» Exercise objective
Render all the entries below as a numbered list, dropping blank lines and leaving out the pictures.

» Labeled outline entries
_____
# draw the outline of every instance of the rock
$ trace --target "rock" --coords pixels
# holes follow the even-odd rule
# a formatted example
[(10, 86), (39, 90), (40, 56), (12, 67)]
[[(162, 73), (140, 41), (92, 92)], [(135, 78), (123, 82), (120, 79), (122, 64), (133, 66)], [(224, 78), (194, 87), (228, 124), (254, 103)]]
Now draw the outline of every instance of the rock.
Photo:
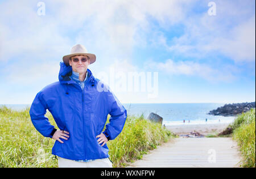
[(154, 113), (151, 113), (147, 119), (155, 122), (159, 122), (161, 125), (163, 122), (163, 118)]
[(245, 113), (250, 110), (251, 108), (255, 108), (255, 102), (229, 104), (219, 107), (217, 109), (212, 110), (208, 114), (214, 116), (234, 116), (242, 113)]
[(232, 128), (227, 127), (225, 130), (218, 134), (218, 135), (228, 135), (232, 133), (232, 132), (233, 132)]

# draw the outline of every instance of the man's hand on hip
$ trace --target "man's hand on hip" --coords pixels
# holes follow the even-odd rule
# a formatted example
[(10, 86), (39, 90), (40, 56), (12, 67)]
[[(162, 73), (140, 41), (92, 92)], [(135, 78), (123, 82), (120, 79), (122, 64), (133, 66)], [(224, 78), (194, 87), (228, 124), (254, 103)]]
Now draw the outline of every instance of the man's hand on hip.
[(101, 143), (102, 143), (103, 142), (103, 144), (101, 145), (101, 146), (104, 146), (106, 144), (106, 143), (107, 143), (107, 142), (108, 141), (107, 138), (103, 133), (101, 133), (101, 134), (96, 136), (96, 138), (100, 138), (97, 140), (99, 144), (100, 144)]
[(56, 140), (58, 140), (59, 142), (60, 142), (61, 143), (63, 143), (64, 142), (63, 141), (61, 141), (61, 140), (60, 140), (60, 138), (62, 138), (65, 140), (68, 140), (67, 138), (69, 138), (69, 136), (68, 135), (67, 135), (66, 134), (69, 134), (69, 133), (65, 131), (64, 130), (63, 131), (63, 130), (57, 130), (54, 133), (52, 138), (53, 139), (55, 139)]

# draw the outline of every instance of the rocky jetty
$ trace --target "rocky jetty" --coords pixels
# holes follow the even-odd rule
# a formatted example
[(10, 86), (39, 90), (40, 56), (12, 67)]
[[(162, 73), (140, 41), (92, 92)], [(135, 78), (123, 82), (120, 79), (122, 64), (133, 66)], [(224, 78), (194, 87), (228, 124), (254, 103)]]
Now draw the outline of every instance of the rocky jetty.
[(255, 108), (255, 102), (229, 104), (210, 111), (208, 114), (234, 116), (245, 113), (253, 108)]
[(163, 123), (163, 118), (154, 113), (151, 113), (147, 119), (155, 122), (159, 122), (161, 125)]

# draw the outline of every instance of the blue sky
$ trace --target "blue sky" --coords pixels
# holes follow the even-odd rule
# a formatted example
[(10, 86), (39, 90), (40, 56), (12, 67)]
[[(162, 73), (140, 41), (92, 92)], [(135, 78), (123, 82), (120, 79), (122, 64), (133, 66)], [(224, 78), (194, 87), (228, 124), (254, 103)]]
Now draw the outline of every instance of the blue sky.
[(255, 1), (212, 1), (216, 15), (210, 2), (0, 1), (0, 104), (31, 104), (77, 44), (96, 55), (100, 79), (158, 73), (154, 97), (109, 83), (122, 103), (254, 101)]

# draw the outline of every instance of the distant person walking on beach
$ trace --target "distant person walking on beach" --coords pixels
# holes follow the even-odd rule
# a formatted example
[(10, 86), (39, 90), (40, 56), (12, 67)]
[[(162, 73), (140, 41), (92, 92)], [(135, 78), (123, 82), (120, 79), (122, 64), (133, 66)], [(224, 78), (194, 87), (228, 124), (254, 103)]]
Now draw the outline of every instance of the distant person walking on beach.
[[(121, 132), (126, 110), (88, 69), (96, 59), (84, 46), (74, 46), (60, 63), (59, 81), (38, 92), (31, 105), (35, 127), (56, 140), (52, 154), (58, 156), (59, 167), (112, 167), (106, 143)], [(104, 90), (98, 90), (102, 84)], [(44, 116), (46, 109), (60, 130)], [(110, 122), (102, 132), (109, 114)]]

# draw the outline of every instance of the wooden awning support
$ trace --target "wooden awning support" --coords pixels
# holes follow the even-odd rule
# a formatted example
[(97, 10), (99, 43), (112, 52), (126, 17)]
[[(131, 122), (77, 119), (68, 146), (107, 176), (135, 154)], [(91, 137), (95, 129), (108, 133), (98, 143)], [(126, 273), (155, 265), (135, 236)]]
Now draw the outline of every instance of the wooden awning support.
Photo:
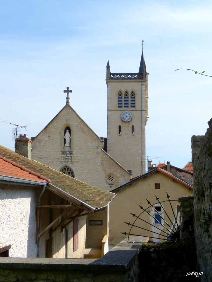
_____
» Task output
1. # draw the outline of every instance of the rock
2. $ trace --target "rock" --coords pixels
3. # holes follow the even-odd rule
4. # a formatted example
5. [(10, 86), (39, 90), (40, 56), (12, 67)]
6. [[(162, 73), (140, 41), (92, 92)], [(135, 78), (123, 82), (120, 79), (122, 64), (133, 66)], [(224, 78), (194, 87), (228, 124), (254, 103)]]
7. Now draw the outline of every instance of the rock.
8. Photo:
9. [(154, 113), (151, 113), (147, 119), (155, 122), (159, 122), (161, 125), (163, 122), (163, 118)]
10. [(245, 113), (250, 110), (251, 108), (255, 108), (255, 102), (229, 104), (219, 107), (217, 109), (212, 110), (208, 114), (214, 116), (234, 116), (242, 113)]
11. [(232, 128), (227, 127), (225, 130), (218, 134), (218, 135), (228, 135), (232, 133), (232, 132), (233, 132)]
12. # draw the outline of every instance of the man's hand on hip
13. $ trace --target "man's hand on hip" --coords pixels
14. # holes follow the even-odd rule
15. # a formatted example
16. [(10, 86), (39, 90), (40, 56), (12, 67)]
17. [[(162, 73), (140, 41), (92, 92)], [(135, 78), (123, 82), (120, 79), (122, 64), (133, 66)], [(224, 78), (194, 87), (228, 124), (254, 103)]]
18. Now draw the outline of every instance of the man's hand on hip.
19. [(101, 143), (102, 143), (103, 142), (103, 144), (101, 145), (101, 146), (104, 146), (106, 144), (106, 143), (107, 143), (107, 142), (108, 141), (107, 138), (103, 133), (101, 133), (101, 134), (96, 136), (96, 138), (100, 138), (97, 140), (99, 144), (100, 144)]
20. [(56, 140), (58, 140), (59, 142), (60, 142), (61, 143), (63, 143), (64, 142), (63, 141), (61, 141), (61, 140), (60, 140), (60, 138), (62, 138), (65, 140), (68, 140), (67, 138), (69, 138), (69, 136), (68, 135), (67, 135), (66, 134), (69, 134), (69, 133), (65, 131), (64, 130), (63, 131), (63, 130), (57, 130), (54, 133), (52, 138), (53, 139), (55, 139)]
21. # draw the outline of every instance of the rocky jetty
22. $ trace --target "rocky jetty" --coords pixels
23. # holes follow the even-odd rule
24. # a formatted example
25. [(10, 86), (39, 90), (40, 56), (12, 67)]
26. [[(162, 73), (140, 41), (92, 92)], [(135, 78), (123, 82), (120, 79), (122, 64), (133, 66)], [(224, 78), (194, 87), (228, 124), (254, 103)]]
27. Now draw the outline of every instance of the rocky jetty.
28. [(255, 108), (255, 102), (229, 104), (210, 111), (208, 114), (234, 116), (245, 113), (253, 108)]
29. [(163, 123), (163, 118), (154, 113), (151, 113), (147, 119), (155, 122), (159, 122), (161, 125)]
30. # draw the outline of every instance of the blue sky
31. $ trace --target "blue sky" --coords pixels
32. # holes follow the even-odd rule
33. # a formatted example
34. [(10, 86), (39, 90), (40, 56), (12, 67)]
35. [[(162, 73), (140, 41), (92, 92)], [(135, 78), (123, 82), (120, 79), (122, 64), (133, 66)], [(224, 78), (194, 87), (228, 124), (254, 103)]]
36. Now draw the outline of every instance of the blue sky.
37. [(255, 1), (212, 1), (216, 15), (210, 2), (0, 1), (0, 104), (31, 104), (77, 44), (96, 55), (100, 79), (158, 73), (154, 97), (109, 83), (122, 103), (254, 101)]
38. # draw the outline of every instance of the distant person walking on beach
39. $ trace --target "distant person walking on beach" --coords pixels
40. # holes follow the even-odd rule
41. # a formatted example
42. [(10, 86), (39, 90), (40, 56), (12, 67)]
43. [[(162, 73), (140, 41), (92, 92)], [(135, 78), (123, 82), (120, 79), (122, 64), (133, 66)], [(224, 78), (194, 87), (228, 124), (254, 103)]]
44. Now draw the outline of every instance of the distant person walking on beach.
45. [[(121, 132), (126, 110), (88, 69), (96, 59), (84, 46), (74, 46), (60, 63), (59, 81), (38, 92), (31, 105), (35, 127), (56, 140), (52, 154), (58, 156), (59, 167), (112, 167), (106, 143)], [(104, 90), (98, 90), (102, 84)], [(44, 116), (46, 109), (60, 130)], [(110, 122), (102, 132), (109, 114)]]
46. # draw the outline of every instance of the wooden awning support
47. $ trace --target "wooden awning support" --coords pixels
48. # holes follow the even-odd rule
49. # a formatted example
50. [(97, 10), (99, 43), (112, 52), (126, 17)]
51. [[(131, 122), (77, 119), (68, 146), (107, 176), (135, 154)], [(91, 137), (95, 129), (108, 133), (98, 143)], [(126, 273), (155, 265), (135, 236)]]
52. Now draw the outline of every instance of the wooden awning support.
53. Photo:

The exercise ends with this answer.